■ Goal
Please count the lines in the records below that contain the string "light", treating the match as case-sensitive. Reply with the number alone.

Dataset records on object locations
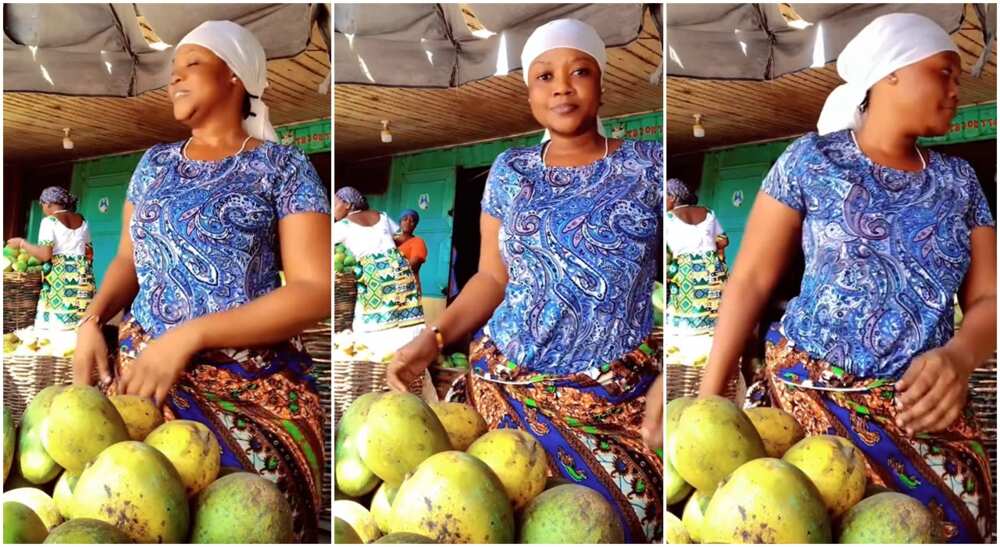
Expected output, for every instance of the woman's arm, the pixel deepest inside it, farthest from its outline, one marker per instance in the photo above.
(772, 233)
(470, 310)
(118, 289)
(932, 392)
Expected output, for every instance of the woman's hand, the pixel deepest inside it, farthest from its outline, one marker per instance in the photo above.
(652, 419)
(91, 350)
(412, 360)
(931, 394)
(159, 365)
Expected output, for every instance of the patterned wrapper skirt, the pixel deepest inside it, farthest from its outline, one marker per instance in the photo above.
(949, 471)
(67, 290)
(588, 423)
(387, 293)
(695, 283)
(262, 406)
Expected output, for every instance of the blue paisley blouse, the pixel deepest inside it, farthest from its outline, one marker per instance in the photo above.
(580, 248)
(885, 252)
(204, 233)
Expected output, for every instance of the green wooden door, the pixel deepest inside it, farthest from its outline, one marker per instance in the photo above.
(101, 204)
(431, 192)
(733, 196)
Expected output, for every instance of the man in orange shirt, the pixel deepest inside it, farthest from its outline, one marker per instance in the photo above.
(411, 246)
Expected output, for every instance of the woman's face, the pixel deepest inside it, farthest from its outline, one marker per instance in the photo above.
(925, 94)
(200, 83)
(564, 90)
(340, 208)
(408, 224)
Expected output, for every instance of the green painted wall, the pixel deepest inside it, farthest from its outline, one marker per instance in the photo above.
(731, 177)
(101, 184)
(434, 172)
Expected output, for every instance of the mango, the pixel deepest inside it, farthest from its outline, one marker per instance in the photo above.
(381, 508)
(461, 422)
(766, 500)
(9, 440)
(888, 517)
(81, 423)
(35, 464)
(21, 524)
(343, 533)
(242, 508)
(359, 518)
(37, 501)
(712, 438)
(517, 459)
(674, 530)
(674, 486)
(835, 466)
(399, 433)
(192, 449)
(694, 514)
(570, 513)
(63, 494)
(140, 414)
(777, 428)
(453, 497)
(352, 476)
(86, 531)
(135, 488)
(404, 537)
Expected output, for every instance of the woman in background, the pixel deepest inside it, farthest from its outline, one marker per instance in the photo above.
(696, 274)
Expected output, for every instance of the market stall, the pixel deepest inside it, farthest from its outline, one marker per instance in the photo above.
(743, 82)
(85, 99)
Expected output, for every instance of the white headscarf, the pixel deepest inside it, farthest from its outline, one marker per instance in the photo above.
(568, 33)
(243, 54)
(887, 44)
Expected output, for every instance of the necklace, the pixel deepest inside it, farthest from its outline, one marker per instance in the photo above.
(240, 151)
(545, 152)
(923, 162)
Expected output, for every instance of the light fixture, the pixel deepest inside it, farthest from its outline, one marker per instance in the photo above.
(698, 129)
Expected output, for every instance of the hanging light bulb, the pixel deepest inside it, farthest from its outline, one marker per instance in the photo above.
(698, 129)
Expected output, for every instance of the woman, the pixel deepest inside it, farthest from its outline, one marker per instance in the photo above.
(63, 240)
(388, 312)
(890, 232)
(567, 262)
(696, 273)
(413, 248)
(211, 334)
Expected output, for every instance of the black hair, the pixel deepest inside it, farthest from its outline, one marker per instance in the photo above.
(246, 106)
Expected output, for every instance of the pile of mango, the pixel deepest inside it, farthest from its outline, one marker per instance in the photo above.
(18, 260)
(85, 468)
(343, 260)
(409, 472)
(734, 476)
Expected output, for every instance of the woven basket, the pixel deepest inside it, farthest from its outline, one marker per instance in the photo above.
(352, 379)
(317, 343)
(683, 381)
(20, 299)
(983, 398)
(25, 375)
(345, 294)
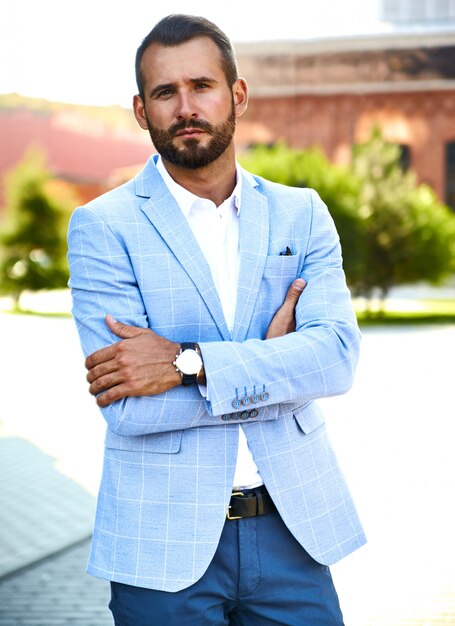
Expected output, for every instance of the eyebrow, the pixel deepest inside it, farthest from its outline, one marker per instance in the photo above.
(199, 79)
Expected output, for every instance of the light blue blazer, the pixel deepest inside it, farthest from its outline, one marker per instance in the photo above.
(170, 459)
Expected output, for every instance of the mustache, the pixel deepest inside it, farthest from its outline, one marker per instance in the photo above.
(184, 125)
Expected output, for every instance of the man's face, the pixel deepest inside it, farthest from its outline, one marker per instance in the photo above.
(188, 108)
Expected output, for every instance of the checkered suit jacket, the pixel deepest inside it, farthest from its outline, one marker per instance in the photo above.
(170, 459)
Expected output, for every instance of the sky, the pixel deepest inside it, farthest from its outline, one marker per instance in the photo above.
(83, 52)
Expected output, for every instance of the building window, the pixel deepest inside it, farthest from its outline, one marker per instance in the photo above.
(450, 175)
(405, 157)
(417, 10)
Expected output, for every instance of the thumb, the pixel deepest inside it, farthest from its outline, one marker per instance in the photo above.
(124, 331)
(295, 290)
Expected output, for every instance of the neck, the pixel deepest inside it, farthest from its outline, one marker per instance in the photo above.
(215, 181)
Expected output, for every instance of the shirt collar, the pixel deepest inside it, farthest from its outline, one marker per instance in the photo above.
(185, 199)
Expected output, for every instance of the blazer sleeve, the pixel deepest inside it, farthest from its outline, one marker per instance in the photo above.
(316, 361)
(103, 281)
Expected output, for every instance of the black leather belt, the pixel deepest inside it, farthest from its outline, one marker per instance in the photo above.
(250, 503)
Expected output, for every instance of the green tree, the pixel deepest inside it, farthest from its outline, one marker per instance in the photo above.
(336, 185)
(33, 235)
(409, 234)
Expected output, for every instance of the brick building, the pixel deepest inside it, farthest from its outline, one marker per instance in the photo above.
(333, 92)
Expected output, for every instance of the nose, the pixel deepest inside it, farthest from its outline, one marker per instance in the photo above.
(186, 107)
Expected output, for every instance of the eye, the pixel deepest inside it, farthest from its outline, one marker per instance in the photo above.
(164, 93)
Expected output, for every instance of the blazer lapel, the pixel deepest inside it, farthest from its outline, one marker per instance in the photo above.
(165, 214)
(254, 241)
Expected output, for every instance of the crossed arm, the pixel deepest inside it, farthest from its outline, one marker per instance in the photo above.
(140, 364)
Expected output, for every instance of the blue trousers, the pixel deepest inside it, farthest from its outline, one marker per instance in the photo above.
(260, 575)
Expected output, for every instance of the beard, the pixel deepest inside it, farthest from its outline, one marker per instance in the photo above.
(192, 155)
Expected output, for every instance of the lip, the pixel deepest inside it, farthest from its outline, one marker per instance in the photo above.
(189, 132)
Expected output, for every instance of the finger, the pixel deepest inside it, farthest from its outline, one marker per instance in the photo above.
(101, 370)
(103, 383)
(124, 331)
(111, 395)
(100, 356)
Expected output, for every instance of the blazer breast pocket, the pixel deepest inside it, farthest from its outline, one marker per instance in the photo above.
(277, 266)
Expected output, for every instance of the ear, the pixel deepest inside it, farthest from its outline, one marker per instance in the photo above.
(240, 95)
(139, 112)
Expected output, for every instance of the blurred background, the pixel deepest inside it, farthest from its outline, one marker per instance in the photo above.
(353, 98)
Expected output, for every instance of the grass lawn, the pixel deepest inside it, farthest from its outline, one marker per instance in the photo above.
(406, 311)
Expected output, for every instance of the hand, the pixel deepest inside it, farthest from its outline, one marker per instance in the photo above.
(138, 365)
(283, 321)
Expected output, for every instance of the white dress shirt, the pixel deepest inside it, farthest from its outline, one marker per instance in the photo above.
(216, 230)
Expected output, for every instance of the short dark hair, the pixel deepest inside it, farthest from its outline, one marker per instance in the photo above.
(174, 30)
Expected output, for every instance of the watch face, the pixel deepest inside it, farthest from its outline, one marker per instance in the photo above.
(189, 362)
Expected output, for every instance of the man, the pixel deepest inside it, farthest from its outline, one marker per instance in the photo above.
(221, 500)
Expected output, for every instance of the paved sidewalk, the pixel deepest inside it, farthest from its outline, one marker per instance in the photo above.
(394, 433)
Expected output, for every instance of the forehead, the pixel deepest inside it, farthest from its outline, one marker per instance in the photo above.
(171, 64)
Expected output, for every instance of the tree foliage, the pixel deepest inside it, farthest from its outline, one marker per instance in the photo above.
(410, 235)
(33, 235)
(392, 230)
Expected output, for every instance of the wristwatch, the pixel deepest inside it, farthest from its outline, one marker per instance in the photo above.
(188, 363)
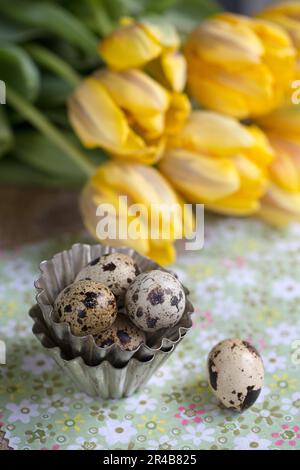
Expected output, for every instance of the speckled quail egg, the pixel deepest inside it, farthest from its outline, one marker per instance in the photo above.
(236, 373)
(89, 307)
(115, 270)
(123, 333)
(155, 300)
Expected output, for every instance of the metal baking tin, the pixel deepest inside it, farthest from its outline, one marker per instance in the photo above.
(60, 271)
(104, 380)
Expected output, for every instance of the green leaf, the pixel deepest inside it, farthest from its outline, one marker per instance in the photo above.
(52, 62)
(6, 136)
(14, 32)
(52, 18)
(18, 70)
(18, 173)
(35, 150)
(185, 14)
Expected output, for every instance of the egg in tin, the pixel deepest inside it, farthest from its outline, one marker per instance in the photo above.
(236, 373)
(115, 270)
(155, 300)
(89, 307)
(122, 333)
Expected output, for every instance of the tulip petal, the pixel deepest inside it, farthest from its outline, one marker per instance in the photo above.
(261, 151)
(286, 15)
(129, 46)
(284, 169)
(143, 184)
(239, 66)
(163, 33)
(249, 92)
(177, 113)
(136, 150)
(236, 205)
(174, 68)
(253, 179)
(135, 91)
(284, 122)
(95, 117)
(280, 207)
(218, 41)
(214, 134)
(198, 177)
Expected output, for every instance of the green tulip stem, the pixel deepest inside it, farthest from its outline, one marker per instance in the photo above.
(54, 63)
(103, 21)
(41, 123)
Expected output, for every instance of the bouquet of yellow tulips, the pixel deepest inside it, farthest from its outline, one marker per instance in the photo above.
(202, 117)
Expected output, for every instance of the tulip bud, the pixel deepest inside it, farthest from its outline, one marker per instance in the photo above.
(218, 161)
(137, 44)
(126, 113)
(161, 208)
(286, 15)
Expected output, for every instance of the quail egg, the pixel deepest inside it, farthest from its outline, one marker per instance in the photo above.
(236, 373)
(154, 300)
(89, 307)
(115, 270)
(123, 333)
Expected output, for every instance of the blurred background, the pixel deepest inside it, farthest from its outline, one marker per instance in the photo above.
(45, 47)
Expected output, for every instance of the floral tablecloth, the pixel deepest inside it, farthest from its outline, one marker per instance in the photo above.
(245, 283)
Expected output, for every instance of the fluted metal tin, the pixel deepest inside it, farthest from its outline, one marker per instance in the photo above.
(60, 271)
(103, 380)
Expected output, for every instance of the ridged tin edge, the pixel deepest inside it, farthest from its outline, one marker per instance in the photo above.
(104, 380)
(61, 271)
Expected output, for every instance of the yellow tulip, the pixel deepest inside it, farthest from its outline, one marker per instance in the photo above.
(144, 185)
(138, 44)
(126, 113)
(286, 15)
(217, 161)
(239, 66)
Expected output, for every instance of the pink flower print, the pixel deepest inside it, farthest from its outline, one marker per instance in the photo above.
(288, 435)
(189, 414)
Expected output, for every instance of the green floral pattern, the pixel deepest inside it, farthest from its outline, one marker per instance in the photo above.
(245, 283)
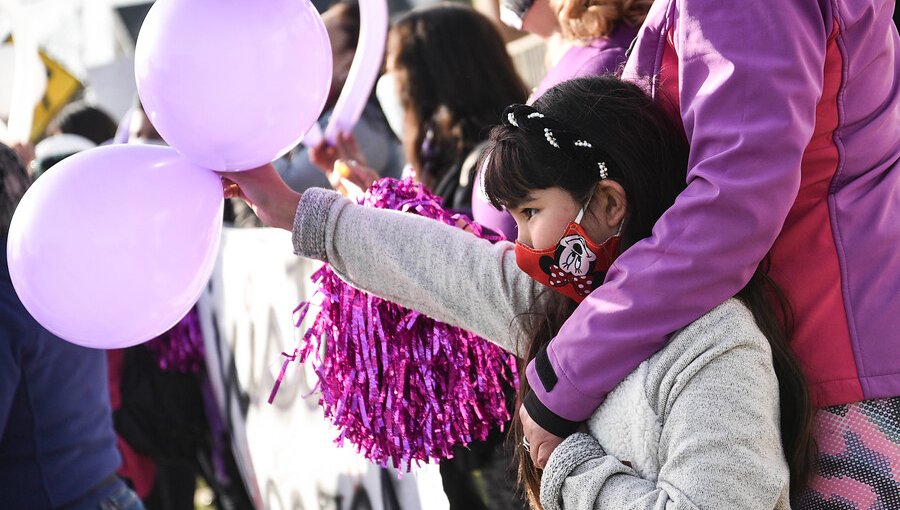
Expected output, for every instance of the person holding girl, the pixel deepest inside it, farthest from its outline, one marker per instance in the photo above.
(587, 171)
(795, 144)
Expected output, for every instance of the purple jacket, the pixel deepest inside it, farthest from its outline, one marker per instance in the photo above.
(792, 111)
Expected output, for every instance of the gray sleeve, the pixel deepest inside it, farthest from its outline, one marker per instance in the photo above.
(439, 270)
(716, 394)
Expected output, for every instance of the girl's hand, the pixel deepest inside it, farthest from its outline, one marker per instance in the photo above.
(264, 191)
(325, 155)
(351, 179)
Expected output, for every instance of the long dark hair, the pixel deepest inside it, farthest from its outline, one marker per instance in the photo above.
(648, 156)
(455, 78)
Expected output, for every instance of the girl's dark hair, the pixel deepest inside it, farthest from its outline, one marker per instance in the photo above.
(454, 78)
(14, 181)
(647, 155)
(88, 121)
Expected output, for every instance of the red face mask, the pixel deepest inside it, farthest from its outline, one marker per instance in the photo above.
(575, 266)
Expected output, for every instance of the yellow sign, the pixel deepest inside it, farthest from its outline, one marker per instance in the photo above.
(61, 87)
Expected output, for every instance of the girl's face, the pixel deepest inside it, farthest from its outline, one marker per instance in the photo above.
(544, 215)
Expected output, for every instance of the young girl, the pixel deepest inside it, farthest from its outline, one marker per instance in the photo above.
(586, 172)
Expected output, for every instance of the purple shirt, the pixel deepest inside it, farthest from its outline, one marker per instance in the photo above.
(604, 55)
(793, 116)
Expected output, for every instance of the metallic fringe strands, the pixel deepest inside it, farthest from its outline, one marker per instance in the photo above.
(399, 385)
(181, 348)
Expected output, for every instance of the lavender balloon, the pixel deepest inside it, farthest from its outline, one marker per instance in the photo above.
(113, 245)
(232, 84)
(373, 26)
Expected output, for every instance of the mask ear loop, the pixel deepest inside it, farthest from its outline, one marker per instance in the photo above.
(586, 204)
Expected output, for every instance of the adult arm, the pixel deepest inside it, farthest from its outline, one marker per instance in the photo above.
(749, 80)
(422, 264)
(716, 394)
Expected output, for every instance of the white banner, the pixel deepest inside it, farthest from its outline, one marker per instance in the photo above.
(285, 450)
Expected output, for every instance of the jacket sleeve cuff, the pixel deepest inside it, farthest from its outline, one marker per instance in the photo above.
(308, 234)
(555, 392)
(551, 422)
(566, 458)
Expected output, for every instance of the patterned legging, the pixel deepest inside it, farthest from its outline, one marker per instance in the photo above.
(859, 457)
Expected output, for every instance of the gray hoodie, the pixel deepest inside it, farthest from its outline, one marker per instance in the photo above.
(695, 426)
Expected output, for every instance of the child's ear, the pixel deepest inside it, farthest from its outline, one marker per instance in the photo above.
(611, 195)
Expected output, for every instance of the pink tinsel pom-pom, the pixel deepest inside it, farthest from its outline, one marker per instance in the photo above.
(399, 385)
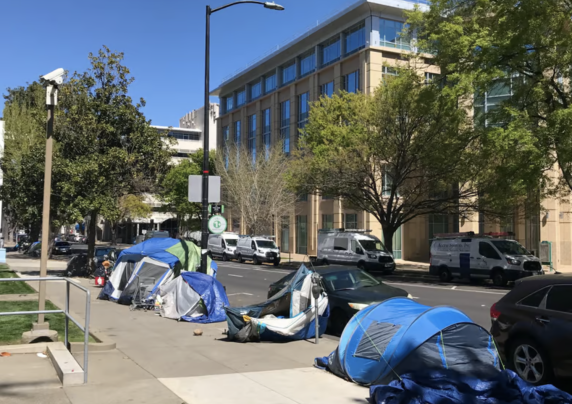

■ Answer below
3